Die Aufgabe: Führe alle Stellen im Textauszug über gewerkschaftliches Organizing in Hamburg auf, die in Anführungszeichen stehen, und zwar in der Reihenfolge ihres Auftretens.

Textauszug:
--------------------

Schlechte Jobs, gut in Szene gesetzt

US-Organizer machen in Hamburg vor, wie man Wachleute und Lagerarbeitskräfte zum Mitmachen bewegt. Erste Erfahrungen von ver.di zeigen: Mit Betriebsrat funktioniert es besser.

Die Buttons, auf denen "Hey Boss: mehr Geld" steht, gehen weg wie warme Semmeln. Es ist noch keine halb sieben Uhr morgens, und schon muss Franziska Bruder ihren eigenen von der Jacke nesteln. "Ich soll doch unbedingt einen für meine Kollegin mitbringen", hatte eine der Arbeiterinnen, die hier frühmorgens zu Hunderten ins Lager eilen, gerade gesagt. Schon ist sie weitergehuscht an ihren Arbeitsplatz, Pakete packen - mit den letzten zwei Buttons in der Hand.
Button-Tag an einem Donnerstagmorgen im Juni bei der Otto-Lagerwirtschaft, der Hermes Warehousing Solutions (HWS) in Hamburg. Der an diesem Morgen so begehrte Button ist ein altes Werkzeug gewerkschaftlichen Engagements. An ihm lässt sich erzählen, was Gewerkschaften gestern waren und was sie - folgt man den Aktivisten des Organizing-Projekts - morgen sein können.
"Ein Kollege", erzählt eine Vertrauensfrau, "hat gesagt, er habe im Gegensatz zu den Nicht-Organisierten ein Anrecht auf den Button, nur weil er ver.di-Mitglied ist." Dieses Besitzstandsdenken, sagt sie, sei doch eine "völlig dämliche" Einstellung. "So kriegen wir nichts geändert."

--------------------

Bereitgestelltes Material:
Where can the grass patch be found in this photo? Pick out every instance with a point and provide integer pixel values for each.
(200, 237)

--------------------

Ergebnis:
- Hey Boss: mehr Geld
- Ich soll doch unbedingt einen für meine Kollegin mitbringen
- Ein Kollege
- hat gesagt, er habe im Gegensatz zu den Nicht-Organisierten ein Anrecht auf den Button, nur weil er ver.di-Mitglied ist.
- völlig dämliche
- So kriegen wir nichts geändert.